___ Data for the task

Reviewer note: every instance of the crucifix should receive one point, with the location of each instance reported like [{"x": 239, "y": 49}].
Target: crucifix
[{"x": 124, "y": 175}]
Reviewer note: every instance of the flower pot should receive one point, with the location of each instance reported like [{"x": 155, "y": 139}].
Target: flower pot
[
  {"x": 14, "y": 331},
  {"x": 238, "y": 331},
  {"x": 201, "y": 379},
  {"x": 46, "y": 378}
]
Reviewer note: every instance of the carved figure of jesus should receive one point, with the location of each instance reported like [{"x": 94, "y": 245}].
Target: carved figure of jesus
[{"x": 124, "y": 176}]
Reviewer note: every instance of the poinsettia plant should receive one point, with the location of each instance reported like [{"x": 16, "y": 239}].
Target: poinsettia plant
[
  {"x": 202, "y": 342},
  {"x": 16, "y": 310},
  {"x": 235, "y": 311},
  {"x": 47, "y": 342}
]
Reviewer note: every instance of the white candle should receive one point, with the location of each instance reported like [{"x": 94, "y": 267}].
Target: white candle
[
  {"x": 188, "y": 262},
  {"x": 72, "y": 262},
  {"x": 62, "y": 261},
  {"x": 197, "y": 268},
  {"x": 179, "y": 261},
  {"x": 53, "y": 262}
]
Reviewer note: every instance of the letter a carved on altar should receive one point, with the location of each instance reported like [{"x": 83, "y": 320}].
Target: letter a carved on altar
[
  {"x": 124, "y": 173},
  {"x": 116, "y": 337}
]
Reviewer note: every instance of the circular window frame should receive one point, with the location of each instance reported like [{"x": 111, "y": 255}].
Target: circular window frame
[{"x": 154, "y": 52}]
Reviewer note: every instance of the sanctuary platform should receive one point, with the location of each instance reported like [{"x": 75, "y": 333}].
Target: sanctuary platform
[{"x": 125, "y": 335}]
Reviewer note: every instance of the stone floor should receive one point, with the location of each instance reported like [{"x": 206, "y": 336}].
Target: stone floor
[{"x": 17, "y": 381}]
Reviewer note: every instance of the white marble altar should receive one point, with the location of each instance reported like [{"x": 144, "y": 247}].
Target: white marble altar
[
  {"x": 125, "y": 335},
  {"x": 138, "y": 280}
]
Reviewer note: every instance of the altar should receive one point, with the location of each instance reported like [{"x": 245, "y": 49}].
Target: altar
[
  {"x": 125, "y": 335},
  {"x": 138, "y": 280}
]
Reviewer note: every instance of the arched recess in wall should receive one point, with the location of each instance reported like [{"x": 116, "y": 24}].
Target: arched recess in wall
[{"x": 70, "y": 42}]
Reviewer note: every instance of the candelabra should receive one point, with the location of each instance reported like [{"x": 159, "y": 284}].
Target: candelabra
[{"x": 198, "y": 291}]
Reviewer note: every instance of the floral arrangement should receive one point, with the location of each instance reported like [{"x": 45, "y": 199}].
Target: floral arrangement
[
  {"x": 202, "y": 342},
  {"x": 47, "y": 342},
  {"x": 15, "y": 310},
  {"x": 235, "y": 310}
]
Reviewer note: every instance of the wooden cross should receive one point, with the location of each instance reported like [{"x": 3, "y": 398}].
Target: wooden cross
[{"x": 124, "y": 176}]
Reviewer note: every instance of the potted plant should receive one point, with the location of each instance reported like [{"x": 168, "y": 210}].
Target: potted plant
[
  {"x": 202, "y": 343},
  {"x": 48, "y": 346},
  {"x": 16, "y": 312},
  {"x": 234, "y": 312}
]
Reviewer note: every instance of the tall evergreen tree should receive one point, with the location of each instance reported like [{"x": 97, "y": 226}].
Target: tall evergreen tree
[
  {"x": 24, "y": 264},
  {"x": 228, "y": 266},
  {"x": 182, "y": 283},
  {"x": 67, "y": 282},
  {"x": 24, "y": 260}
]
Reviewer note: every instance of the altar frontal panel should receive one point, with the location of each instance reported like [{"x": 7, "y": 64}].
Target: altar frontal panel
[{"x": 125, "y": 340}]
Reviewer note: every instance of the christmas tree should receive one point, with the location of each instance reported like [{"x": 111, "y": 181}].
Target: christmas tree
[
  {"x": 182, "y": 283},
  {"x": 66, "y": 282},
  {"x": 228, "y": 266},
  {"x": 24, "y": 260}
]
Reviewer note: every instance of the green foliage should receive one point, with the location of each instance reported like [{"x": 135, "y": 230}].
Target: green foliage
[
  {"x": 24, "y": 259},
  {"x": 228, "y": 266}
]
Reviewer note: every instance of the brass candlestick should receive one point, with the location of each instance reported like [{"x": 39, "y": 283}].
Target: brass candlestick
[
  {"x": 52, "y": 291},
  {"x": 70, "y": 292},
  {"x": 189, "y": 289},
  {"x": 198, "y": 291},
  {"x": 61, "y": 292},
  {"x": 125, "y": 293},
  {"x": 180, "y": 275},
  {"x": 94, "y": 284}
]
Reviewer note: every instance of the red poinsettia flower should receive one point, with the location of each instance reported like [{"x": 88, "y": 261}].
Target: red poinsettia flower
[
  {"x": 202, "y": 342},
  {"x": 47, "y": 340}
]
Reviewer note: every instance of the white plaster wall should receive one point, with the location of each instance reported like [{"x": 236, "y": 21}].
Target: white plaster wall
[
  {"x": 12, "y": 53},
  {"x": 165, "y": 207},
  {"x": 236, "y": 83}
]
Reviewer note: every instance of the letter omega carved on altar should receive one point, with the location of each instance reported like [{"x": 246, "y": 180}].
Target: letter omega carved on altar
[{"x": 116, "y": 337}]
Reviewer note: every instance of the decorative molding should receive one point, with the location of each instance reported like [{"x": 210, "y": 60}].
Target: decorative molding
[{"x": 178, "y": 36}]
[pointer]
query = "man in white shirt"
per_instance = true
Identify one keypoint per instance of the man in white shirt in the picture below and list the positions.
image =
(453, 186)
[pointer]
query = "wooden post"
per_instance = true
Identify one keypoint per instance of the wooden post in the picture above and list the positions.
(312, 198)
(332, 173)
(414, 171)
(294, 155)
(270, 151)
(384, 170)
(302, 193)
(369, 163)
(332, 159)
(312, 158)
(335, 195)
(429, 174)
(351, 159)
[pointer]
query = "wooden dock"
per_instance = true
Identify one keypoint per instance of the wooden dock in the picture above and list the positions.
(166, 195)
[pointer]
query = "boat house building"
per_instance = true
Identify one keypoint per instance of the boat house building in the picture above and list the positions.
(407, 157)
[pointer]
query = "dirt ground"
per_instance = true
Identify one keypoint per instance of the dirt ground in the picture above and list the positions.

______

# What is being asked
Return every line of the entries above that the string "ground" appears in.

# Task output
query = "dirt ground"
Identify one keypoint per instance of the dirt ground in the picture above and list the positions.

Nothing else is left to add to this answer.